## GIVEN REQUEST:
Begin at the line that contains "Each instance of the american" and repeat every line from there to the end of the records below, inclusive, without adding any other line.

== GIVEN DATA ==

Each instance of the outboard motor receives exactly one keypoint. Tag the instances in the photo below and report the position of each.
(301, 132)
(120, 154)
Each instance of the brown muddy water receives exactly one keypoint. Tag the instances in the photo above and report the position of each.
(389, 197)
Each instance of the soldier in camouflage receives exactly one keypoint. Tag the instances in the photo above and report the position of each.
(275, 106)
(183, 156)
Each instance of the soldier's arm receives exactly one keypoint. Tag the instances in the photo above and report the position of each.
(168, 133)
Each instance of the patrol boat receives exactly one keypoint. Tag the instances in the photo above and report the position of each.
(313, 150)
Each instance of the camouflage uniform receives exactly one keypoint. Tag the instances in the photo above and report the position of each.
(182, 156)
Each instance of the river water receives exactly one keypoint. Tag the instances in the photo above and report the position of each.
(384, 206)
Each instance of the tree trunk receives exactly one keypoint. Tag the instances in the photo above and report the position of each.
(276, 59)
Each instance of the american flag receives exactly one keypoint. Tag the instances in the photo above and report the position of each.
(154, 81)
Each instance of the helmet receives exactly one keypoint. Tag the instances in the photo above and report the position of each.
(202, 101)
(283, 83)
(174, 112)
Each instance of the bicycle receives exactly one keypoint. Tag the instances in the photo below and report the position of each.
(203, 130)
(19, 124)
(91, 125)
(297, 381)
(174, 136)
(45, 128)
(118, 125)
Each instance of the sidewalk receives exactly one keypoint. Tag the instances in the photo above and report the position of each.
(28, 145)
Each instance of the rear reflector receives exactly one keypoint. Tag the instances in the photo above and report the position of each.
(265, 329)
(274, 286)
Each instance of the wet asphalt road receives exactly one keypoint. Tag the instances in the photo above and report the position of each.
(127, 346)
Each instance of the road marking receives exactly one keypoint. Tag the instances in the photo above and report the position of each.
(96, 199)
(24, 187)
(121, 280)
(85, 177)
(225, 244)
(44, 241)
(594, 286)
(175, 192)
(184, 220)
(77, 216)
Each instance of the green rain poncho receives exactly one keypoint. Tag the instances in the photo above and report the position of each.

===

## RESULT OF THIS TASK:
Each instance of the american flag receives exactly one keypoint. Tag the instances in the photo above and report the position of each.
(154, 81)
Each instance of the helmet receives exactly one keypoint. Tag the instances in the photo above and report the position of each.
(202, 101)
(283, 83)
(174, 112)
Each instance of the bicycle receives exactly one keypoint. Tag the instances in the photo below and report the position of each.
(203, 130)
(19, 124)
(91, 125)
(297, 381)
(174, 136)
(45, 128)
(118, 125)
Each instance of the sidewalk receives exactly one keypoint. Tag the instances in the photo above and report the position of each.
(28, 145)
Each instance of the rear reflector receives exactly one keypoint. Tag the instances in the photo above and report the position of each.
(265, 329)
(274, 286)
Each instance of the wet asphalt road receives exactly one keypoint. Tag the instances in the photo above and report the position of each.
(127, 346)
Each instance of the road marking receives exactly one keypoint. Tag the instances in the photo above and report the position of each.
(96, 199)
(24, 187)
(121, 280)
(85, 177)
(225, 244)
(44, 241)
(594, 286)
(175, 192)
(184, 220)
(77, 216)
Each instance of the green rain poncho receives exactly one keypoint. Tag the instances in the photo above and report the position of each.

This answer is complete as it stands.